• _Input material_
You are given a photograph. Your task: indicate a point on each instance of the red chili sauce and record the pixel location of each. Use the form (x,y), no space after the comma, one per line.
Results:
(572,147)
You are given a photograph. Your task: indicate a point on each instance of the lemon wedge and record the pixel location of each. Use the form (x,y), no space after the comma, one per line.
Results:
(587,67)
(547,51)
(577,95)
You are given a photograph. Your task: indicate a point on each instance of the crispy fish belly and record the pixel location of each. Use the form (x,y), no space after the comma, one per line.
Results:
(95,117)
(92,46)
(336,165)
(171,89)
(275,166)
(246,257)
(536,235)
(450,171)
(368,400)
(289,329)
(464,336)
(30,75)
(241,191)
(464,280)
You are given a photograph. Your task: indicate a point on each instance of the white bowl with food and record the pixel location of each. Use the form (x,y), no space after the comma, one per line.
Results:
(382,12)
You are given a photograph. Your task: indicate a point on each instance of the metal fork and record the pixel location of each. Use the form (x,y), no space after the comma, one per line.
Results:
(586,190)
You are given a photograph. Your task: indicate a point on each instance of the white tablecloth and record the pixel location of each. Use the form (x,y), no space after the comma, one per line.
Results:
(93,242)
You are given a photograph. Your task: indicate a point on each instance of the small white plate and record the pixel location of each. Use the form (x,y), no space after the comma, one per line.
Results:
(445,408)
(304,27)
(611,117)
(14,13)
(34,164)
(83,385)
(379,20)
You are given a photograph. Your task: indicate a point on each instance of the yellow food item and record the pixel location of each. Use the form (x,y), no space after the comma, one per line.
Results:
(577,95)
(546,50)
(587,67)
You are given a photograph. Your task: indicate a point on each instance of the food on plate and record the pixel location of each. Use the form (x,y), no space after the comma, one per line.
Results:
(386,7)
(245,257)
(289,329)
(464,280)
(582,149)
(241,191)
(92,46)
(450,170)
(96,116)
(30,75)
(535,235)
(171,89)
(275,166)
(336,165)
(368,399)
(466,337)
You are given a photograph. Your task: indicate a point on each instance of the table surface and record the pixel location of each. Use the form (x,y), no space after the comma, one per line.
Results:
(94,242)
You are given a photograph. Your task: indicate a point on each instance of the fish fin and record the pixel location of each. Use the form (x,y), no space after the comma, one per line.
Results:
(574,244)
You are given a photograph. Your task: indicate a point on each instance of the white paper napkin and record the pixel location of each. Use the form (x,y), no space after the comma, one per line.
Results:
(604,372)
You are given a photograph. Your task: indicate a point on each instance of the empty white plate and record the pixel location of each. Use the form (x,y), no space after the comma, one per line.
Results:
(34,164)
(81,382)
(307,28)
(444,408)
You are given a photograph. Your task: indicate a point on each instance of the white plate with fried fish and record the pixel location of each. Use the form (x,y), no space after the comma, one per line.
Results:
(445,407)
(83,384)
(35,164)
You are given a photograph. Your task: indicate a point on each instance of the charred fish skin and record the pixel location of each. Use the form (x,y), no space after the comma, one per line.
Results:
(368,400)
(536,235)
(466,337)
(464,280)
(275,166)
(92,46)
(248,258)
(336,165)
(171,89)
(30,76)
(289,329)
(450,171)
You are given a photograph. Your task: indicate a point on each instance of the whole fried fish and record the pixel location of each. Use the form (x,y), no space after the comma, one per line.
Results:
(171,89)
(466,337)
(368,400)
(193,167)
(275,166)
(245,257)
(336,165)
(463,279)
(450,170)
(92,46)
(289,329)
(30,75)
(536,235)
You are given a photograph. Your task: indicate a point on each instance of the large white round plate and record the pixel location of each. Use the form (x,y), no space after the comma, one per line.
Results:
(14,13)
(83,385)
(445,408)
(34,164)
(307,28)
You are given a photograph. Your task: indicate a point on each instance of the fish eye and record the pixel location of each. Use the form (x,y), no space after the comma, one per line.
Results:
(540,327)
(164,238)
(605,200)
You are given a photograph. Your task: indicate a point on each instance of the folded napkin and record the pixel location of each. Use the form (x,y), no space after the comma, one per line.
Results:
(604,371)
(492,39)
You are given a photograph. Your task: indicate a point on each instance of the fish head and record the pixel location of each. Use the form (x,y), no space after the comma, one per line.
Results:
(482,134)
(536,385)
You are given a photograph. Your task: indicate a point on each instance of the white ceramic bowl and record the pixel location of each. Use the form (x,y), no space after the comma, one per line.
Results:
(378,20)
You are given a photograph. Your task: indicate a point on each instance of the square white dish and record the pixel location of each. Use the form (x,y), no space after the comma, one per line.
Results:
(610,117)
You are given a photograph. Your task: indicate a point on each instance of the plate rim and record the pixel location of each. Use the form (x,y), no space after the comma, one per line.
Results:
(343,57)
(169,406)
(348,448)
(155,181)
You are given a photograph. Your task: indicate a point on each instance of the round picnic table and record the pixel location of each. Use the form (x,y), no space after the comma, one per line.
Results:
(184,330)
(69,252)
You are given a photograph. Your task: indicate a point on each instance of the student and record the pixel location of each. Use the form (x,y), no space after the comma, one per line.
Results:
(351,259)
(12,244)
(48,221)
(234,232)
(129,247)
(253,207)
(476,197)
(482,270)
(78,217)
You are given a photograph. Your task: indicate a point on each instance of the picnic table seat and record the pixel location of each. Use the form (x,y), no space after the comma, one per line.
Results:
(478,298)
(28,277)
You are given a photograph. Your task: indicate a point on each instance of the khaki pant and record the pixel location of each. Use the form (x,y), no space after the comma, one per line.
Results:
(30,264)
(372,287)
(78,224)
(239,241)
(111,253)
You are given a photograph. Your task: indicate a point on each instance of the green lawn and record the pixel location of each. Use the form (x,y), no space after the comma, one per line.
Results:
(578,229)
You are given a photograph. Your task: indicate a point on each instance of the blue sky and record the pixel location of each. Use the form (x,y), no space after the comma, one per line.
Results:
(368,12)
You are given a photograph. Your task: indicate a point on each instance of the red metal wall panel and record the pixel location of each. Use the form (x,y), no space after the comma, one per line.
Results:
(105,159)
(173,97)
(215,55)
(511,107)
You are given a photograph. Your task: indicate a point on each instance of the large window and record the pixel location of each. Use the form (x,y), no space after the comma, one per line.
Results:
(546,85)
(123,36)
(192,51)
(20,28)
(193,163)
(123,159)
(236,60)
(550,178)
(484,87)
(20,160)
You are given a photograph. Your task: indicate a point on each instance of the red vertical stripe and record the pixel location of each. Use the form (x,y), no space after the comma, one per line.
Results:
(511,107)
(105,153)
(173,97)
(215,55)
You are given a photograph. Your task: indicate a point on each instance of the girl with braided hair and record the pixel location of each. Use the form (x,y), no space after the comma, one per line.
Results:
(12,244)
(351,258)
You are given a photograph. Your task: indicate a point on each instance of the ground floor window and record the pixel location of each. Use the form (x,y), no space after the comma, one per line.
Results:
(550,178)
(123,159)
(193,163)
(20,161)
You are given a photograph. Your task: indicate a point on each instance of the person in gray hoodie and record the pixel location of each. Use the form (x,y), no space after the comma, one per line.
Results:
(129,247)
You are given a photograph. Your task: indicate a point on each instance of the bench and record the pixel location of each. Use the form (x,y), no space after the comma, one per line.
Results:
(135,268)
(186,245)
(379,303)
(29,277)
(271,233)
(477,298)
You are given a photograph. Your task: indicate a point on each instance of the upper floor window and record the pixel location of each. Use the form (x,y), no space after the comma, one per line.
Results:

• _Exercise task_
Please reproduce all the rows above, replacing "Results" with "Points" everywhere and leaving everything else unchanged.

• _Full solution_
You are given a photograph. Your task: indicate a point on each instance of the red chili sauce and record the pixel location of each. Use the form (x,y), no space after the comma, one per line.
Points:
(572,147)
You are given a photograph. Your task: indicate a point on each instance of the lemon wedge and record the pixel location of each. Use the form (x,y), no space after the comma, one per line.
Points:
(587,67)
(547,51)
(577,95)
You are given a photograph. Your task: indicate a point on each instance of the crispy fish belly and record the pixel location of each. Use the form (x,y), no space after the comma, one per line.
Points:
(95,117)
(92,46)
(336,165)
(171,89)
(275,166)
(246,257)
(536,235)
(450,171)
(368,400)
(289,329)
(464,336)
(30,75)
(241,191)
(464,280)
You are given a photograph. Your task: indicate a point on each instance of the white bowl with food and record the pixel location of each. Use the form (x,y), no space after the comma, one per line.
Points:
(382,12)
You are given a photograph. Your task: indicate a point on each instance of the metal fork and record the pixel location of each. Use the form (x,y), no space after the comma, one per line.
Points:
(586,190)
You are given a photograph. Your task: indicate a point on each instance of the white tablecloth and record the pixel location of each. Use the form (x,y), no space after the comma, one per line.
Points:
(93,242)
You are given a photograph. Your task: indicate a point on each instance of the small white plate and record the pixel location of each. Use the form (x,y), no space after the comma, one per line.
Points:
(445,408)
(304,27)
(611,117)
(14,13)
(34,164)
(83,385)
(379,20)
You are given a photograph. Your task: indicate a point on each instance of the yellow food item and record the pixel location of each. Use the form (x,y), no space after the comma, one per line.
Points:
(577,95)
(546,50)
(587,67)
You are given a photograph. Your task: indicate a point on each instance of the food on plate and record the pixel location of each. Use the form (x,y), no space after the comma, one per line.
Points:
(386,7)
(245,257)
(289,329)
(464,280)
(582,149)
(241,191)
(92,46)
(450,170)
(96,116)
(30,75)
(535,235)
(171,89)
(275,166)
(336,165)
(368,399)
(466,337)
You are given a photograph. Your task: indicate a point on each instance of the table surface and record the pixel location of each. Use the form (x,y), no space after the comma, one per line.
Points:
(94,242)
You are given a photograph. Your task: indicate a point on each instance of the fish fin and record the pixel location of each. Use the form (x,y), no space after the comma, one per line.
Points:
(574,244)
You are given a photograph. Your task: indicate a point on each instance of the white paper napkin and record the pixel location of each. Use the form (x,y), no space after the comma, one per line.
Points:
(604,372)
You are given a photograph. Your task: indicate a point on each instance of the empty white plate and record the pixel location of each. Use the form (x,y), no space after the comma, one per line.
Points:
(34,164)
(81,382)
(307,28)
(444,408)
You are given a photograph. Your task: indicate a point on each instance of the white plate with fried fish and record the pixel location of each. Use the form (x,y), no space after the comma, one per line.
Points:
(445,407)
(83,384)
(35,164)
You are given a photograph. Your task: indicate a point on each instance of the charred fish skin and record the pixel location of each. Use the form (x,y), no space after the comma, one per line.
Points:
(368,400)
(536,235)
(466,337)
(464,280)
(275,166)
(92,46)
(248,258)
(336,165)
(171,89)
(30,76)
(289,329)
(450,171)
You are given a photograph. Your task: indicate a point on each instance of the whole fried fish and record the pixel location of each. Use the form (x,y), no space after the comma, one per line.
Points:
(171,89)
(466,337)
(368,400)
(193,167)
(275,166)
(245,257)
(336,165)
(463,279)
(450,170)
(92,46)
(289,329)
(30,75)
(536,235)
You are given a photograph. Your task: indicate a point on each instance of the large white round plate and record the pixel location of each. Use the form (x,y), no space after the comma, one per line.
Points:
(14,13)
(83,385)
(445,408)
(34,164)
(307,28)
You are given a photograph. Your task: indicate a point on each instance of the fish eye and record the pixel location of each. Use the form (x,y), no space after the comma, one per line.
Points:
(540,327)
(164,238)
(605,200)
You are given a photograph. Your task: indicate a point on each instance of the folded napkin and record the pixel location of each. Use the form (x,y), no space after the comma, one per line.
Points:
(604,371)
(492,39)
You are given a photograph. Your task: indicate a point on each instance of the fish head and record the pixel location of each. Use the form (x,y), no space after the comma, one per line.
Points:
(482,134)
(536,385)
You are given a photograph. Your task: indicate a point on each instance of the white ceramic bowl and record the pixel location of each. Use the form (x,y), no space after the comma, one per line.
Points:
(378,20)
You are given a photograph. Your task: indicate a point on each instance of the square white dish and record the pixel location of each. Use the form (x,y), no space after the comma, one per line.
Points:
(610,117)
You are given a photograph. Your task: indicate a point on each instance of the plate rim and record the pixel location of each. Use the form (x,y), no space after the comma, one per line.
Points:
(343,57)
(169,406)
(348,448)
(155,181)
You are given a photograph. Your task: indicate a point on each instance of the round picnic table and record the pixel location of each. Use the form (x,y), no space after the comma, one per line.
Points:
(184,330)
(69,252)
You are given a photograph. Your task: indicate a point on each instance of the student and record the pixel location of each. Use the form (x,y), no space after the comma, one per line.
Points:
(351,259)
(12,244)
(48,221)
(234,232)
(129,247)
(253,207)
(476,197)
(482,270)
(78,217)
You are given a photograph. Your task: indicate a point on each instance of the picnic table seat and record the pixel location of each. Use the form (x,y), no space after the comma, one per line.
Points:
(478,298)
(28,277)
You are given a photograph. Your task: indicate a point on each instance of the khaki pant and record the pixel location of each. Use the form (x,y), no space after the comma, one per line.
Points:
(30,264)
(372,287)
(78,224)
(239,241)
(111,253)
You are given a photograph. Your task: indicate a point on each instance of the green lawn and record the pixel location of each. Use the form (x,y), no space after the comma, one per line.
Points:
(578,229)
You are given a photograph. Your task: indicate a point on each instance of the blue sky and record the pixel location of each. Use the form (x,y), no space after the comma, one per line.
Points:
(368,12)
You are given a photograph. Your task: indicate a point on each instance of the red metal wall panel and record the pixel location of each. Use the form (x,y), no space after the comma, one per line.
Points:
(105,159)
(173,97)
(215,55)
(511,107)
You are given a photograph. Your task: indicate a point on each instance of the large window and record the pixel location of each. Use the form (x,y), no space after the comma, one per line.
Points:
(546,85)
(123,36)
(192,51)
(20,28)
(193,163)
(123,159)
(236,60)
(550,178)
(484,87)
(20,160)
You are given a photograph. Your task: indicate a point on each instance of the red vertical stripe and record the pixel location of each. Use the form (x,y), no space after the comma, one per line.
Points:
(511,107)
(105,153)
(173,97)
(215,55)
You are given a photograph. Your task: indicate a point on each instance of the girl with braided hair and record the pixel location of each. Use the form (x,y), no space after the comma, one per line.
Points:
(12,244)
(351,258)
You are given a photograph. Your task: indicate a point on each instance of the ground floor window and record the pixel location of each. Use the form (x,y), no space after the comma, one per line.
Points:
(550,178)
(123,159)
(193,163)
(20,161)
You are given a photograph. Your task: indicate a point on each instance of the person in gray hoodie and record the pixel location of each. Use the form (x,y), no space after the comma, one per line.
Points:
(129,247)
You are given a photograph. Your task: indicate a point on each instance of the bench and record the pixel location of each. Use the form (x,y), no space after the comma, one per line.
Points:
(135,268)
(186,245)
(379,303)
(29,277)
(271,233)
(477,298)
You are given a photograph. Your task: indicate a point on each instance of the upper floor window and record the pixel location of each. Use the form (x,y), no space after the comma, one per line.
Points:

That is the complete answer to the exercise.